### Task:
Repeat each entry below without omitting a single word.

### Material supplied:

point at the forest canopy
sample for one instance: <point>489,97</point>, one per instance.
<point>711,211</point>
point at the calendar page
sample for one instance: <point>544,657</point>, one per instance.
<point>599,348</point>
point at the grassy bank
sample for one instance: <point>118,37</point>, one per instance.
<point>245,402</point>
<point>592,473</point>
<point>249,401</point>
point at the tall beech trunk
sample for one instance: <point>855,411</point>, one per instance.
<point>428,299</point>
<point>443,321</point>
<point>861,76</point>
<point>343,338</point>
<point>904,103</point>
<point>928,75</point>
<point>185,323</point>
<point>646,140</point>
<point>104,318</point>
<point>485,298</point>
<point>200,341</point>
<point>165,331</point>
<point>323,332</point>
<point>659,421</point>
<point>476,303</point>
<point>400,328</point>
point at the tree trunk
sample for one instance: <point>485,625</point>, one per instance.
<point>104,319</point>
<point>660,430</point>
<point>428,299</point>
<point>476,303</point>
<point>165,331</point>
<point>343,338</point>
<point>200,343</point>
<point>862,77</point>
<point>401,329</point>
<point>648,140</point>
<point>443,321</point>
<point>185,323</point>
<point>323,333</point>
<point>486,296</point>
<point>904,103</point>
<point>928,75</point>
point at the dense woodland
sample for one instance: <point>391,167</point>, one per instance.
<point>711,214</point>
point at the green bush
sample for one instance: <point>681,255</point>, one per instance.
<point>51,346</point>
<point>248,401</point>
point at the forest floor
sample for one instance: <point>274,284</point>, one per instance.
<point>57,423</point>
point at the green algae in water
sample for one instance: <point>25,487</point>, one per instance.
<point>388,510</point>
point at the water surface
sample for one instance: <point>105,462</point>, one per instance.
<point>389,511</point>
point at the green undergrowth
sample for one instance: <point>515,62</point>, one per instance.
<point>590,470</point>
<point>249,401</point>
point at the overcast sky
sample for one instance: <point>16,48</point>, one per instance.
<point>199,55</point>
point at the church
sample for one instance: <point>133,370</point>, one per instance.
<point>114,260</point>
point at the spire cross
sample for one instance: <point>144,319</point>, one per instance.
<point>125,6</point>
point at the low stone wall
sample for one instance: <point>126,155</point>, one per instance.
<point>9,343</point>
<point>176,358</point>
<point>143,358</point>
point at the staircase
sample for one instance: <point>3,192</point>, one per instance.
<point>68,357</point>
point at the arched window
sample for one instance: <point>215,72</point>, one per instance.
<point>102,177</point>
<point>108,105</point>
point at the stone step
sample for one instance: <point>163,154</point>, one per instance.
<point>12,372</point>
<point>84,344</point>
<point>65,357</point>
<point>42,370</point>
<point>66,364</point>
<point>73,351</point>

### Finished exercise:
point at the forest canopy
sample for one instance: <point>489,97</point>, one per instance.
<point>711,211</point>
point at the calendar page
sample for one instance: <point>544,657</point>, one per instance.
<point>599,348</point>
point at the grassy bank
sample for one instance: <point>118,37</point>, one per instance.
<point>245,402</point>
<point>592,473</point>
<point>249,401</point>
point at the tall beech trunk
sample for one instance: <point>855,411</point>, one per instance.
<point>428,299</point>
<point>443,321</point>
<point>861,76</point>
<point>343,338</point>
<point>904,103</point>
<point>928,75</point>
<point>185,323</point>
<point>646,140</point>
<point>104,318</point>
<point>485,298</point>
<point>200,341</point>
<point>165,331</point>
<point>323,332</point>
<point>659,421</point>
<point>476,303</point>
<point>400,328</point>
point at the tree trunk
sample for one instance: <point>485,625</point>, one per instance.
<point>104,319</point>
<point>660,430</point>
<point>428,299</point>
<point>476,303</point>
<point>165,331</point>
<point>343,338</point>
<point>200,343</point>
<point>862,77</point>
<point>401,329</point>
<point>648,140</point>
<point>443,321</point>
<point>185,323</point>
<point>323,333</point>
<point>486,296</point>
<point>904,103</point>
<point>928,75</point>
point at the dense woodland
sample for one instance: <point>391,167</point>, one per instance.
<point>711,214</point>
point at the green bush
sample for one instance: <point>681,255</point>, one per instance.
<point>51,346</point>
<point>248,401</point>
point at the forest floor
sample for one instance: <point>274,284</point>, one per instance.
<point>57,423</point>
point at the green algae in water
sample for one instance: <point>25,487</point>, one per instance.
<point>388,510</point>
point at the water surface
sample for one instance: <point>105,462</point>, one per instance.
<point>389,511</point>
point at the green undergrowth
sample for one instance: <point>515,62</point>, one per instance.
<point>590,470</point>
<point>249,401</point>
point at the overcast sky
sample for one instance: <point>16,48</point>, one per instance.
<point>199,55</point>
point at the church
sample for one instance: <point>133,370</point>, one per instance.
<point>114,260</point>
point at the spire cross
sample for one instance: <point>144,319</point>, one per instance.
<point>125,6</point>
point at the low stone wall
sample for one instance: <point>126,155</point>, one per instance.
<point>9,343</point>
<point>176,358</point>
<point>143,358</point>
point at the staircase
sample for one instance: <point>3,192</point>, one per instance.
<point>68,357</point>
point at the arched window
sample for one instance: <point>215,72</point>, one per instance.
<point>102,177</point>
<point>108,105</point>
point at the stone step
sample for one instance: <point>163,154</point>, one per instance.
<point>12,372</point>
<point>84,344</point>
<point>65,357</point>
<point>42,370</point>
<point>66,364</point>
<point>73,351</point>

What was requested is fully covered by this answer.